**Try it**
Could each entry be returned exactly as it appears?
····················
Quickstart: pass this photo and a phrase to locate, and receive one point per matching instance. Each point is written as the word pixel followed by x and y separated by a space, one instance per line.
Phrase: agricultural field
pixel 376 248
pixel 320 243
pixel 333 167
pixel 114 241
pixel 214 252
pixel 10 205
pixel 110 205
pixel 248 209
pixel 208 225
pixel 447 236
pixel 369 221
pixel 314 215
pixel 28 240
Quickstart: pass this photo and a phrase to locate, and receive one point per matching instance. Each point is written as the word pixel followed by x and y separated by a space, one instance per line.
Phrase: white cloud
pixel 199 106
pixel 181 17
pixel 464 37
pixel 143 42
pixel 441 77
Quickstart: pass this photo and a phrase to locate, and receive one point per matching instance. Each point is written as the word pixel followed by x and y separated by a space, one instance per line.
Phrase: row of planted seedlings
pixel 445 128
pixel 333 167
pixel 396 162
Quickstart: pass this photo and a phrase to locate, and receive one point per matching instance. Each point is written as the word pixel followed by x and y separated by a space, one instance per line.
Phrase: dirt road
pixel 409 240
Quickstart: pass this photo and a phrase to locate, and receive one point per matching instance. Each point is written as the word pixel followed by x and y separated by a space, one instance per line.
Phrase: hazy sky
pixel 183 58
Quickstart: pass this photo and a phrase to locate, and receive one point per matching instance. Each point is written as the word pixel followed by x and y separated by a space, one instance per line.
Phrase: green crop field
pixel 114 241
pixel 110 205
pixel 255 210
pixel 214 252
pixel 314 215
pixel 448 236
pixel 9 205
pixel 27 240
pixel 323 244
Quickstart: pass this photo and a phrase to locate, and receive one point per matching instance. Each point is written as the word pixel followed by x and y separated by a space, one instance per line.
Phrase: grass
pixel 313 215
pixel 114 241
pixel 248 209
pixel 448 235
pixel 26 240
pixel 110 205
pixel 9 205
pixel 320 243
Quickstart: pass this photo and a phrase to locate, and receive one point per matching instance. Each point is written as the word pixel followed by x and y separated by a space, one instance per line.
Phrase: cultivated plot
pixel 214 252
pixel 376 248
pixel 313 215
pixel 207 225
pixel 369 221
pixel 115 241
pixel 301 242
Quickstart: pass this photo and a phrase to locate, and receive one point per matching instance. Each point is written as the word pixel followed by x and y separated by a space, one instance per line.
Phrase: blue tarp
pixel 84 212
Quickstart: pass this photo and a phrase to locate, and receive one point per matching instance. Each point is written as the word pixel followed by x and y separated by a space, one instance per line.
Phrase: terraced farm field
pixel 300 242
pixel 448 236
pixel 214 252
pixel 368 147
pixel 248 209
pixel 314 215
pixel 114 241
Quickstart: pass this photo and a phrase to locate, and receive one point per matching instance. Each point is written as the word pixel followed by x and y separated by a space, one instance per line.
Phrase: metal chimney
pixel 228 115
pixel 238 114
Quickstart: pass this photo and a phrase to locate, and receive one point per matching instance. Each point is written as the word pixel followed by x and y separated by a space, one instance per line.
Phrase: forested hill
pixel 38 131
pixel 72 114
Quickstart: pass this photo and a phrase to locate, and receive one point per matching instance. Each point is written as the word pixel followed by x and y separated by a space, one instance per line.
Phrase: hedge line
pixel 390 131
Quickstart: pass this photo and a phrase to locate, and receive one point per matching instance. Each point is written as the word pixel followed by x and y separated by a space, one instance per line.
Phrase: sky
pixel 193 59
····················
**Result**
Quickstart: pass this photo and a phrase to locate, and receive one point per matching instance. Each point is written as the word pixel followed by x and y separated by a space, one instance per line.
Phrase: agricultural field
pixel 376 248
pixel 320 243
pixel 333 167
pixel 114 241
pixel 214 252
pixel 10 205
pixel 110 205
pixel 248 209
pixel 208 225
pixel 447 236
pixel 369 221
pixel 314 215
pixel 28 240
Quickstart: pass this photo and a phrase to locate, and receive one point per matching instance. Each point is written as the word pixel followed by x and y separated by a space, one instance per line.
Phrase: white cloud
pixel 199 106
pixel 181 17
pixel 464 37
pixel 143 42
pixel 441 77
Quickstart: pass this photo and a phrase to locate, and receive one point per matching instance. Each point is written as the word pixel followed by x and y separated by a space, one instance per line.
Phrase: row of planted seedlings
pixel 445 128
pixel 333 167
pixel 396 162
Quickstart: pass this photo and a phrase to locate, and receive one point per matching instance. Each point is written as the word pixel followed by x and y separated by a space, one instance per line.
Phrase: dirt road
pixel 409 240
Quickstart: pass this photo and a phrase to locate, and receive one point per matching instance. Each point is written as the word pixel followed by x and y separated by a space, one instance per line.
Phrase: hazy sky
pixel 183 58
Quickstart: pass this photo and a phrase to locate, and receive one point per matching instance. Each point is written as the word pixel followed by x and y separated by a space, one instance per line.
Phrase: green crop field
pixel 114 241
pixel 110 205
pixel 255 210
pixel 214 252
pixel 314 215
pixel 448 236
pixel 9 205
pixel 27 240
pixel 323 244
Quickstart: pass this photo and a phrase to locate, and receive one point per matching instance. Each point is written as the word pixel followed by x and y separated by a space, one instance per line.
Phrase: grass
pixel 313 215
pixel 114 241
pixel 248 209
pixel 448 235
pixel 26 240
pixel 110 205
pixel 9 205
pixel 320 243
Quickstart: pass this photo and a phrase to locate, and receive one point per matching instance. Each point is written as the word pixel followed by x and y separated by a space, one instance per line.
Phrase: cultivated plot
pixel 214 252
pixel 376 248
pixel 313 215
pixel 207 225
pixel 369 221
pixel 115 241
pixel 301 242
Quickstart: pass this photo and a phrase to locate, and receive one point per matching instance. Each point is written as the word pixel followed by x and y separated by a space, one instance per line.
Phrase: blue tarp
pixel 84 212
Quickstart: pass this photo and a phrase to locate, and receive one point per matching instance. Each point is written as the word pixel followed by x and y separated by a space, one instance per line.
Phrase: terraced farm field
pixel 300 242
pixel 448 236
pixel 214 252
pixel 368 147
pixel 248 209
pixel 314 215
pixel 114 241
Quickstart: pass this photo and a phrase to locate, and receive one point per matching instance. Each point is written as the word pixel followed by x and y separated by a space, one instance per line.
Phrase: metal chimney
pixel 228 115
pixel 238 114
Quickstart: pass this photo and a phrase to locate, and receive one point per matching instance. Each point is written as the word pixel followed by x and y separated by a space, one instance per line.
Phrase: forested hill
pixel 38 131
pixel 72 114
Quickstart: pass this photo and a phrase to locate, and receive one point per matching instance. Each point is written as the word pixel followed by x and y separated by a space, one instance per line.
Phrase: hedge line
pixel 390 131
Quickstart: pass this photo and a phrase to locate, and receive one point per matching instance. Each point is written as the word pixel followed by x and y separated by a space, one instance per line.
Phrase: sky
pixel 193 59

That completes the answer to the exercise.